Only one stretch of the data below should be repeated: the lines from the line containing "Target: cathedral stone wall" through the line containing "Note to the class: find each instance of the evergreen", inclusive, exactly as they are.

▸ **SOURCE RECORDS**:
○ ○ ○ ○
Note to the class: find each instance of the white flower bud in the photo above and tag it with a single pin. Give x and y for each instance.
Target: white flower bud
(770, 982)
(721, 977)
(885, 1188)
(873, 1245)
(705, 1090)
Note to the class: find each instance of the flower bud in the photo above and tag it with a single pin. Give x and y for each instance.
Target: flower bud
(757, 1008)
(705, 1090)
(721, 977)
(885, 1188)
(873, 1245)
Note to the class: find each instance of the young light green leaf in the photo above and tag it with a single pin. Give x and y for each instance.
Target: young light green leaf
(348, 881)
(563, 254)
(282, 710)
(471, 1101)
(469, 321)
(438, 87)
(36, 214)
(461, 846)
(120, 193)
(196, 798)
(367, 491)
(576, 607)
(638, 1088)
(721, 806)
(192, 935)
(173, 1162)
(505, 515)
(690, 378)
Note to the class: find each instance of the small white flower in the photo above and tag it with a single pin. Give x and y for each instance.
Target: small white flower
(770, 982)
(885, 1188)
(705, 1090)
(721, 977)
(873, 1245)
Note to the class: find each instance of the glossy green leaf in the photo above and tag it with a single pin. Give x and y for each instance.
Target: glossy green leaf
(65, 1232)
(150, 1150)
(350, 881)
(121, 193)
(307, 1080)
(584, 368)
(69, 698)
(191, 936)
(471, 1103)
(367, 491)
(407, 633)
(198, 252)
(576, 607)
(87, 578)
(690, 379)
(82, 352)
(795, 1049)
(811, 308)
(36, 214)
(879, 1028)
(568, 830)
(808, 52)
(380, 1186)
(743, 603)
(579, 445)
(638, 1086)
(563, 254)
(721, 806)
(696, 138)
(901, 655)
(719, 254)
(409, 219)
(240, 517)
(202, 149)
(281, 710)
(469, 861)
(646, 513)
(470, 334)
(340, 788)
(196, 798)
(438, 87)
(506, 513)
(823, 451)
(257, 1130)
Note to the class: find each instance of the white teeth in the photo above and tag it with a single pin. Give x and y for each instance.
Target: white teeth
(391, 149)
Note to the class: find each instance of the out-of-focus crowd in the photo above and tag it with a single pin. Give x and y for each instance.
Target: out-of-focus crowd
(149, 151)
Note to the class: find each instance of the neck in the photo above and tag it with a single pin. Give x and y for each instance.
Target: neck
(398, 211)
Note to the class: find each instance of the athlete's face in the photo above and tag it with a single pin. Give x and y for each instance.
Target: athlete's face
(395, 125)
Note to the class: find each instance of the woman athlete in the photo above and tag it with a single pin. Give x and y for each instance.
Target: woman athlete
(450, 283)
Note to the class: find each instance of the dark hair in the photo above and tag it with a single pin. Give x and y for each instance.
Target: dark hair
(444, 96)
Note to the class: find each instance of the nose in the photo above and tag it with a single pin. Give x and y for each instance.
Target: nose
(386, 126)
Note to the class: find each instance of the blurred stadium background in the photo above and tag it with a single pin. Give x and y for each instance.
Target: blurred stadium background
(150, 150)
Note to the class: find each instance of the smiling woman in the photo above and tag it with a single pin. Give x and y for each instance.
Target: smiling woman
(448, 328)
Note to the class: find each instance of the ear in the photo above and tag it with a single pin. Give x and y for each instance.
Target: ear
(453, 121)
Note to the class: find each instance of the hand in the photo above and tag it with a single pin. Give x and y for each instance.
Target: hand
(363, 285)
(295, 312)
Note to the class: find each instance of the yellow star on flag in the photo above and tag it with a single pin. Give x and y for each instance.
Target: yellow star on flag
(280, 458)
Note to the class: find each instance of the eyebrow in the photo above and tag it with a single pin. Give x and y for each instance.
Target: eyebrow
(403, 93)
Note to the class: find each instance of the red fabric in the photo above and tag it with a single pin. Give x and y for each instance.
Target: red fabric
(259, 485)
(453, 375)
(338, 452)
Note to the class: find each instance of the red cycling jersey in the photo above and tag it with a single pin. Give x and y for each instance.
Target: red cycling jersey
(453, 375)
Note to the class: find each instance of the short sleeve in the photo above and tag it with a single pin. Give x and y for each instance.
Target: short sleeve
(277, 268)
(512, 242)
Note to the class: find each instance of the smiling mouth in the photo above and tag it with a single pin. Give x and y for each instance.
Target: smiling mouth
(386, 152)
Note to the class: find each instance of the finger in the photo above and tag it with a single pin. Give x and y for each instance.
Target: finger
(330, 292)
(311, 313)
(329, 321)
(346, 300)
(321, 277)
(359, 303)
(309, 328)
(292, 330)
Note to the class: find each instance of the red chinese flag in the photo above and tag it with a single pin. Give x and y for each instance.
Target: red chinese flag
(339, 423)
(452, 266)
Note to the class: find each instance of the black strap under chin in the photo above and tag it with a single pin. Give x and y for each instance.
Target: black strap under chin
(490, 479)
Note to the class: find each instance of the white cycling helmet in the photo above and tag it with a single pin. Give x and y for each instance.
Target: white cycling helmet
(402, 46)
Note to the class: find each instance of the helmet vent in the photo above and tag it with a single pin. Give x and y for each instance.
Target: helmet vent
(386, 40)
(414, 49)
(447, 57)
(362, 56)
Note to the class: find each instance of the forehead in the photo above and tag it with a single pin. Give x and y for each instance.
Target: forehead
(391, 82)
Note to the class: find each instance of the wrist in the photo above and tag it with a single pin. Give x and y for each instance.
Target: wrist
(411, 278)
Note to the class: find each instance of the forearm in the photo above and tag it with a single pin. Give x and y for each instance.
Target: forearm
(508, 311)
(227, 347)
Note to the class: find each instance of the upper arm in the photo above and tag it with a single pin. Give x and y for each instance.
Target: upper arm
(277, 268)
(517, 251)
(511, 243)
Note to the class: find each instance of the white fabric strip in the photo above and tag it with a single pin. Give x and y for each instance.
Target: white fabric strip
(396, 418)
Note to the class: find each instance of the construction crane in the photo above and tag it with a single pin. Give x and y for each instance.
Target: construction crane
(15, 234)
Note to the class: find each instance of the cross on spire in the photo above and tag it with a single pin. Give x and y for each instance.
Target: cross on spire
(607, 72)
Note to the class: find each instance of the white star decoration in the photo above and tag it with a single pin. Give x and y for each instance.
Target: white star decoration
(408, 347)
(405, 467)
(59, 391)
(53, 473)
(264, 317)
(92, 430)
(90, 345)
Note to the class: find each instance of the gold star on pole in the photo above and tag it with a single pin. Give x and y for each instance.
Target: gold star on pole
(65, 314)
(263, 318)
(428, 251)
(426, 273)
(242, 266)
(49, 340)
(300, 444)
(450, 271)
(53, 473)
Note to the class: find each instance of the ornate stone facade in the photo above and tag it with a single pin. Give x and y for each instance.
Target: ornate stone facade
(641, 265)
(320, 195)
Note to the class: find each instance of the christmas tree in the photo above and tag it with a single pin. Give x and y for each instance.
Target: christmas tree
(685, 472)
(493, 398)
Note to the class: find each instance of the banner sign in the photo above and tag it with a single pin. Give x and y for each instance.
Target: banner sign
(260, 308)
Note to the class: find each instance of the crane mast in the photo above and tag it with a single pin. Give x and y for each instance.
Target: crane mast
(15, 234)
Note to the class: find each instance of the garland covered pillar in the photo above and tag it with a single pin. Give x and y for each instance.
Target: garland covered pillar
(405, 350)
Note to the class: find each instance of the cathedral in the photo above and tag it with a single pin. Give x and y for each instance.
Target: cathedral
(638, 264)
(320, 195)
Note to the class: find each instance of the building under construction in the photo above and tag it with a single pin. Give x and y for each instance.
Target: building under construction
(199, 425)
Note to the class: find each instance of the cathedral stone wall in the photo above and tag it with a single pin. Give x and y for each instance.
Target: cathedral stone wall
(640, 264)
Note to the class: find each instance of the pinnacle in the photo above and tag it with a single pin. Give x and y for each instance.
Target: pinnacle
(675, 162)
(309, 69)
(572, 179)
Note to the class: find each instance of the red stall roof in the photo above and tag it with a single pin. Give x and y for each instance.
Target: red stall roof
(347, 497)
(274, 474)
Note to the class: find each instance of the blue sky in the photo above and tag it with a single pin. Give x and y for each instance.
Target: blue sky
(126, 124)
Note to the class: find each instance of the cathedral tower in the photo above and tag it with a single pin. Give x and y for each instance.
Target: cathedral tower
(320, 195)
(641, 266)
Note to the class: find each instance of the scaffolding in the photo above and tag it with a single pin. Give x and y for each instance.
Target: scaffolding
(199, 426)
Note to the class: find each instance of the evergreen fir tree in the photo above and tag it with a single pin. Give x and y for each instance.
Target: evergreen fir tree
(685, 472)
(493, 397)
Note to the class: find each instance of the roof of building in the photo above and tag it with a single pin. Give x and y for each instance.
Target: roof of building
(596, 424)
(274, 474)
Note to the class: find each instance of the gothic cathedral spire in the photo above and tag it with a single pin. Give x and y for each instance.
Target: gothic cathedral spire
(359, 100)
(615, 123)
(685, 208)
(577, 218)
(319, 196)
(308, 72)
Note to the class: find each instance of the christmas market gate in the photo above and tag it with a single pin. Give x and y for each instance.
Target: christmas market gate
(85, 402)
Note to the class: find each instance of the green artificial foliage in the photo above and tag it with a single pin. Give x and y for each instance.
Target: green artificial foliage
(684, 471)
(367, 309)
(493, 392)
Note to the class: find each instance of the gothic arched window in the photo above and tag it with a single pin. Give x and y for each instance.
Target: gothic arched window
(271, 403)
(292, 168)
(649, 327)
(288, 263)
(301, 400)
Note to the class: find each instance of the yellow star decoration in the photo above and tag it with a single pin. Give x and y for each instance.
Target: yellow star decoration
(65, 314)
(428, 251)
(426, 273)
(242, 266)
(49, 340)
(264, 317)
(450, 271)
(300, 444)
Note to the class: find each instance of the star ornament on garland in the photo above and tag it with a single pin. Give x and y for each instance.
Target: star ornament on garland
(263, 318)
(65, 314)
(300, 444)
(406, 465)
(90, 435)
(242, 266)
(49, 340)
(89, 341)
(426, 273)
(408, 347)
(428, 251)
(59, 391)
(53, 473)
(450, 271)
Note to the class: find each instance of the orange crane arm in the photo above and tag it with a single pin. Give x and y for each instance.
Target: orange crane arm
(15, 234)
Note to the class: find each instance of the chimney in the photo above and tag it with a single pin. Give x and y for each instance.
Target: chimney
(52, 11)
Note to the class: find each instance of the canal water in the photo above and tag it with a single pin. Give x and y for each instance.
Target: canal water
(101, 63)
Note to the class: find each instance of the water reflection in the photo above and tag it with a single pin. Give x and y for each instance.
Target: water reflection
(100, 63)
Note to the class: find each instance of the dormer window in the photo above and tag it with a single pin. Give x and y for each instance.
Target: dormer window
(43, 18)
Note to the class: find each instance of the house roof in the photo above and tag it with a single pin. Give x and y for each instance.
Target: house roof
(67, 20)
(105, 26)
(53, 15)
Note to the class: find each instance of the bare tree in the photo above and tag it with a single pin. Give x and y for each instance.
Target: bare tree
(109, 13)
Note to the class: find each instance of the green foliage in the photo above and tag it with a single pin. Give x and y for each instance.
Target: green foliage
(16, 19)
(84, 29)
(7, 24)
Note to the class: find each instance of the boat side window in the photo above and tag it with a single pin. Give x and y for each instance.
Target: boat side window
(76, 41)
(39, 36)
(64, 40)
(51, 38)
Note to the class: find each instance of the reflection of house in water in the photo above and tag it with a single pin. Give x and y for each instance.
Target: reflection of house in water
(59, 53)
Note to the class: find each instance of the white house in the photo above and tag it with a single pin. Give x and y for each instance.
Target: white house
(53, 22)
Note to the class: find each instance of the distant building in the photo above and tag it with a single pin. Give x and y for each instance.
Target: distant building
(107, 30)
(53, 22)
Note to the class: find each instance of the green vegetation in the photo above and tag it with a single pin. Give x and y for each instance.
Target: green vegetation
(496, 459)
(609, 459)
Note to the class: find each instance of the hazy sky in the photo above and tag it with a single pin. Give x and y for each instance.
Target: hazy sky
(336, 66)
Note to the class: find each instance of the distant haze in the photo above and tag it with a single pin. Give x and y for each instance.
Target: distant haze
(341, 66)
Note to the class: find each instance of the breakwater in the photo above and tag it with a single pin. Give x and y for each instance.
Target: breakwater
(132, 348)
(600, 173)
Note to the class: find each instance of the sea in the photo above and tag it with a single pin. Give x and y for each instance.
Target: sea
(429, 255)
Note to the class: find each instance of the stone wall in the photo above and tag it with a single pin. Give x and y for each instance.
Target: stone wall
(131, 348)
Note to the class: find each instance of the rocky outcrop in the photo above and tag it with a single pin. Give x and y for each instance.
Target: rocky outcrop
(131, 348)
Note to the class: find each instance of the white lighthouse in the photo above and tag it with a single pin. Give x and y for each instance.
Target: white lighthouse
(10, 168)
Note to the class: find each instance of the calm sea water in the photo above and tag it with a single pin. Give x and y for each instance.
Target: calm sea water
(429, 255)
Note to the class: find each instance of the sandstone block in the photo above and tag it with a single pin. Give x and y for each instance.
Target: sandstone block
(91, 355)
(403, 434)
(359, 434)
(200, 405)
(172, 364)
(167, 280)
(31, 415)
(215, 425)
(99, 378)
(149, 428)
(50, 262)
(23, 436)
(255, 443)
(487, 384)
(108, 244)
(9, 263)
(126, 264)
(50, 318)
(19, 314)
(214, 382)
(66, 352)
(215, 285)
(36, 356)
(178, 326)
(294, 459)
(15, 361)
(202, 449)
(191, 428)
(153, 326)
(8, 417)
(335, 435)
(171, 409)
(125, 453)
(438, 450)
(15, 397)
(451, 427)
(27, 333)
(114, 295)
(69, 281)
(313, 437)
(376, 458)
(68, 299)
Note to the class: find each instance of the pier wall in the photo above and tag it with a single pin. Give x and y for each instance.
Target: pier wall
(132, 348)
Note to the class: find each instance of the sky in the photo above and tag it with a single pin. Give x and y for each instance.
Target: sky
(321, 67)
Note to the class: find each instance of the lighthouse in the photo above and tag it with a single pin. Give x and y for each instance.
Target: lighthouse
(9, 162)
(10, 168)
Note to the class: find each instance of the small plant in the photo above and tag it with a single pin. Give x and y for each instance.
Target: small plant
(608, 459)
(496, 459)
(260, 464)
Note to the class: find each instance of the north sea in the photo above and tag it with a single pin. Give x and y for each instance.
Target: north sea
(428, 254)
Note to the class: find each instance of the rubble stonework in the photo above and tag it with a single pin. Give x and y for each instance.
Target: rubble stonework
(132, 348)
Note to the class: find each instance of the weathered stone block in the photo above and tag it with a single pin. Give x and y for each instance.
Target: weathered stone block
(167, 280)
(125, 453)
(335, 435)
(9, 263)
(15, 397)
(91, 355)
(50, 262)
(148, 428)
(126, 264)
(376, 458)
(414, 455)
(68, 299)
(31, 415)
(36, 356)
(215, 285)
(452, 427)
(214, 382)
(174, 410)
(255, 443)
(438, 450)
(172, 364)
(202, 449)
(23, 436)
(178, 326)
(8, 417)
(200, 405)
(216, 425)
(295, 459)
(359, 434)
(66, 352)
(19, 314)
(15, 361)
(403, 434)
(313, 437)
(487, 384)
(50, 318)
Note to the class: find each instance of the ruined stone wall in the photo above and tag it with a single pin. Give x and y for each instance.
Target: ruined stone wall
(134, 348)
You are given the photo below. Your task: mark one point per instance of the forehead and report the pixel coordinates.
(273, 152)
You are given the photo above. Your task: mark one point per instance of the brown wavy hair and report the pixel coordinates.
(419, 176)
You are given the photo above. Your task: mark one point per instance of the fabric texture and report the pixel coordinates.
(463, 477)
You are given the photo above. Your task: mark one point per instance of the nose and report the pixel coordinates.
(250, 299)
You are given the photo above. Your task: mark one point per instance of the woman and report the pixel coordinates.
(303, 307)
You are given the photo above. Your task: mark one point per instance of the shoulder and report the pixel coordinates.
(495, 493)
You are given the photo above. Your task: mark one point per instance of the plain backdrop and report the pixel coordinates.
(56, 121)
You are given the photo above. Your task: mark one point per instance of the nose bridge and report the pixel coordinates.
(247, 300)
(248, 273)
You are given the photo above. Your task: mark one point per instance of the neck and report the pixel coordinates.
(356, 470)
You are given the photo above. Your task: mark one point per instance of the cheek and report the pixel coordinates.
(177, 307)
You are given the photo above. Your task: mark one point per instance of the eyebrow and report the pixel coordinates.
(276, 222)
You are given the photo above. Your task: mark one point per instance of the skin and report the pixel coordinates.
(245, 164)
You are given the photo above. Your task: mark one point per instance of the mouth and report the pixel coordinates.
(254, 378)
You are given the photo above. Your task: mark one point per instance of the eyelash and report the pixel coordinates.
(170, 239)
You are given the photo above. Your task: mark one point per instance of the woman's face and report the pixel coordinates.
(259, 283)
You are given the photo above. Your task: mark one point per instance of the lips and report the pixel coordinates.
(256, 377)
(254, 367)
○ ○ ○ ○
▸ **TASK RESPONSE**:
Target: cathedral stone wall
(640, 264)
Note to the class: find each instance of the pinnacle in the photo above and tag it with a single pin. Give x and y for each instance.
Target: pinnacle
(675, 162)
(309, 69)
(572, 179)
Note to the class: find each instance of the red stall roof in the photo above and tag it with a single pin. Give x and y for each instance.
Target: red stall roof
(347, 497)
(274, 474)
Note to the class: find each instance of the blue sky in the photo above and tag it with a single pin. Give x and y for each instance.
Target: blue sky
(126, 124)
Note to the class: find each instance of the cathedral tower in the photo above and tag it with a single pin. Give x and y for each instance.
Target: cathedral tower
(320, 195)
(641, 266)
Note to the class: find each instance of the scaffolding in the photo above and tag it with a single pin. Give x and y for each instance.
Target: scaffolding
(199, 426)
Note to the class: find each instance of the evergreen fir tree in the photo above and tag it with a single pin. Give x and y for each instance.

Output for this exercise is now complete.